**TASK STATEMENT**. Please convert the data below into a Markdown table with two columns, Row and Data line. Number each non-blank line in order and omit blank lines.

**EXCERPTED DATA**.
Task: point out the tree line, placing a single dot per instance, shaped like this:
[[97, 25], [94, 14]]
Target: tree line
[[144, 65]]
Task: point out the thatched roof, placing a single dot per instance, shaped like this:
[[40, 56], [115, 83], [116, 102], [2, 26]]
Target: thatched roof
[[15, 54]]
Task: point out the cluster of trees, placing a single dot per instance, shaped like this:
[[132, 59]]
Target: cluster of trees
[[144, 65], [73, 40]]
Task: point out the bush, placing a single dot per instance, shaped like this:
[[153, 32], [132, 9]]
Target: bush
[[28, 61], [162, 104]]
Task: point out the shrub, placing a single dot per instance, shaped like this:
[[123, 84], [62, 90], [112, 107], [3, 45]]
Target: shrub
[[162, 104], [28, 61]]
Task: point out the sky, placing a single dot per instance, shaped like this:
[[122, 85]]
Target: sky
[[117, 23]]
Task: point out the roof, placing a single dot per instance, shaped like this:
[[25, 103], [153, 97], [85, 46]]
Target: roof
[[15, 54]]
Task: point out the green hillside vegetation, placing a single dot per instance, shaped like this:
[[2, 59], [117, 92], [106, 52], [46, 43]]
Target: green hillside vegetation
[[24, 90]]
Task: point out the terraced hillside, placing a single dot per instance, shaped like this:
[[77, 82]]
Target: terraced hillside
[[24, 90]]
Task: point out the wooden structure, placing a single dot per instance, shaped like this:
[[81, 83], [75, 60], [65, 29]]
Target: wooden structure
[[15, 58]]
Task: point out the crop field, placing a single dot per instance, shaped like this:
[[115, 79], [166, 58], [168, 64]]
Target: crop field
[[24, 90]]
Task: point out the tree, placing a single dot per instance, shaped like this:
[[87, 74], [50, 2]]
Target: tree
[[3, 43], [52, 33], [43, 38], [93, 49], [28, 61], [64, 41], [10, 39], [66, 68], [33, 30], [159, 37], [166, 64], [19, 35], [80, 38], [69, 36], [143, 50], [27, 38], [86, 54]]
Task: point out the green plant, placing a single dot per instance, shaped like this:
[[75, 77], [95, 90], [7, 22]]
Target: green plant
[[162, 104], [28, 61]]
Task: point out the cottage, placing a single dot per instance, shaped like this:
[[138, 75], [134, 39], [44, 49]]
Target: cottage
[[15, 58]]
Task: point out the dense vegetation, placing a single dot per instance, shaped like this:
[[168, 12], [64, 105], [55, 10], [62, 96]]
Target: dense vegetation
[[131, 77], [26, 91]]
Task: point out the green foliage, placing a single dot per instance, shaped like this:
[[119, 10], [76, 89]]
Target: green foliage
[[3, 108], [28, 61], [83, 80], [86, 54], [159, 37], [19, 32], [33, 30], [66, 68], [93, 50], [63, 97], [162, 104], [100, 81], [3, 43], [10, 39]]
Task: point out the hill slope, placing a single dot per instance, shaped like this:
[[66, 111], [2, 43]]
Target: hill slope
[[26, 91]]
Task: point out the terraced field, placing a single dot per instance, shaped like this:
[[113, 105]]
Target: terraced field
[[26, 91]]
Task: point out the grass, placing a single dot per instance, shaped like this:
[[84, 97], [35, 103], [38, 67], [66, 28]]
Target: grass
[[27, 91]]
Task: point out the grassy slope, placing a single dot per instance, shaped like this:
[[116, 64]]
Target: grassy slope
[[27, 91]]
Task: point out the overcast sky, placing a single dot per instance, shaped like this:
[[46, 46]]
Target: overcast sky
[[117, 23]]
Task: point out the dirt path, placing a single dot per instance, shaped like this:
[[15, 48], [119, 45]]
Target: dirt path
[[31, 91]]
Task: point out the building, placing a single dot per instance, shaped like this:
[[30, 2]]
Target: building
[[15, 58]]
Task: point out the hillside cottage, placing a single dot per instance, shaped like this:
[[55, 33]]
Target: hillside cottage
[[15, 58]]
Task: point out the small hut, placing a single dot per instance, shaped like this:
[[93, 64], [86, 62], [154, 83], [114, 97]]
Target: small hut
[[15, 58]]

**OUTPUT**.
| Row | Data line |
|---|---|
| 1 | Task: point out the tree line, placing a single dot per instance, shaped like this: |
| 2 | [[97, 25], [94, 14]] |
| 3 | Target: tree line |
| 4 | [[144, 65]] |
| 5 | Task: point out the thatched roof, placing a single dot per instance, shaped like this: |
| 6 | [[40, 56], [115, 83], [116, 102], [2, 26]] |
| 7 | Target: thatched roof |
| 8 | [[15, 54]] |
| 9 | Task: point out the cluster of trees, placing a single dot per instance, shaped like this: |
| 10 | [[132, 59]] |
| 11 | Target: cluster of trees |
| 12 | [[144, 65], [73, 40]] |
| 13 | Task: point out the bush, placing a single dot per instance, shaped like this: |
| 14 | [[153, 32], [132, 9]] |
| 15 | Target: bush |
| 16 | [[28, 61], [162, 104]] |
| 17 | Task: point out the shrub, placing a single dot per instance, shaped like this: |
| 18 | [[123, 84], [62, 90], [112, 107], [3, 45]] |
| 19 | Target: shrub |
| 20 | [[162, 104], [28, 61]] |
| 21 | Task: point out the sky, placing a single dot per instance, shaped like this: |
| 22 | [[122, 85]] |
| 23 | Target: sky |
| 24 | [[117, 23]] |
| 25 | Task: point out the roof, placing a single dot per instance, shaped like this: |
| 26 | [[25, 103], [153, 97], [85, 46]] |
| 27 | Target: roof |
| 28 | [[15, 54]] |
| 29 | Task: point out the green hillside vegetation, placing a single dot per instance, shaped like this: |
| 30 | [[2, 59], [117, 92], [106, 52], [46, 43]] |
| 31 | Target: green hillside vegetation |
| 32 | [[24, 90]] |
| 33 | Task: point out the terraced hillside, placing a single dot per instance, shaped like this: |
| 34 | [[77, 82]] |
| 35 | Target: terraced hillside |
| 36 | [[24, 90]] |
| 37 | Task: point out the wooden structure, placing a single dot per instance, shaped like this: |
| 38 | [[81, 83], [75, 60], [65, 29]] |
| 39 | Target: wooden structure |
| 40 | [[15, 58]] |
| 41 | Task: point out the crop field, placing a single dot per instance, shaped like this: |
| 42 | [[115, 79], [166, 58], [168, 64]] |
| 43 | Target: crop field |
| 44 | [[24, 90]] |
| 45 | Task: point out the tree, placing a single dot per instance, shaped like this: |
| 46 | [[87, 74], [50, 2]] |
| 47 | Target: tree |
| 48 | [[3, 43], [52, 33], [43, 38], [93, 49], [28, 61], [64, 41], [10, 39], [66, 68], [33, 30], [159, 37], [166, 64], [19, 35], [80, 38], [69, 36], [143, 50], [27, 38], [86, 54]] |
| 49 | Task: point out the green plant, placing a single dot per instance, shaped like this: |
| 50 | [[75, 77], [95, 90], [7, 22]] |
| 51 | Target: green plant |
| 52 | [[162, 104], [28, 61]] |
| 53 | Task: point out the cottage, placing a single dot per instance, shaped like this: |
| 54 | [[138, 75], [134, 39], [44, 49]] |
| 55 | Target: cottage |
| 56 | [[15, 58]] |
| 57 | Task: point out the dense vegetation, placing a single dot per instance, shaped like this: |
| 58 | [[168, 12], [64, 105], [55, 10], [62, 96]] |
| 59 | Target: dense vegetation |
| 60 | [[131, 77], [26, 91]] |
| 61 | Task: point out the green foliage, placing a single dot per instance, shaped like this: |
| 62 | [[119, 10], [76, 89]] |
| 63 | Target: green foliage |
| 64 | [[3, 108], [28, 61], [83, 80], [86, 54], [159, 37], [19, 32], [33, 30], [66, 68], [93, 50], [63, 97], [162, 104], [100, 81], [3, 43], [10, 39]] |
| 65 | Task: point out the hill slope, placing a single dot per instance, shaped like this: |
| 66 | [[66, 111], [2, 43]] |
| 67 | Target: hill slope |
| 68 | [[26, 91]] |
| 69 | Task: point out the terraced field, placing a single dot per instance, shaped like this: |
| 70 | [[113, 105]] |
| 71 | Target: terraced field |
| 72 | [[26, 91]] |
| 73 | Task: point out the grass, placing a single dot per instance, shaped like this: |
| 74 | [[84, 97], [35, 103], [38, 67], [66, 28]] |
| 75 | Target: grass |
| 76 | [[27, 91]] |
| 77 | Task: point out the grassy slope, placing a single dot per instance, shaped like this: |
| 78 | [[116, 64]] |
| 79 | Target: grassy slope |
| 80 | [[27, 91]] |
| 81 | Task: point out the overcast sky, placing a single dot per instance, shaped like this: |
| 82 | [[46, 46]] |
| 83 | Target: overcast sky |
| 84 | [[117, 23]] |
| 85 | Task: point out the dirt path, placing a single dot per instance, shaped like this: |
| 86 | [[15, 48], [119, 45]] |
| 87 | Target: dirt path |
| 88 | [[31, 91]] |
| 89 | Task: point out the building, placing a single dot per instance, shaped like this: |
| 90 | [[30, 2]] |
| 91 | Target: building |
| 92 | [[15, 58]] |
| 93 | Task: point out the hillside cottage, placing a single dot per instance, shaped like this: |
| 94 | [[55, 33]] |
| 95 | Target: hillside cottage |
| 96 | [[15, 58]] |
| 97 | Task: point out the small hut, placing a single dot per instance, shaped like this: |
| 98 | [[93, 64], [86, 62], [154, 83], [114, 97]] |
| 99 | Target: small hut |
| 100 | [[15, 58]] |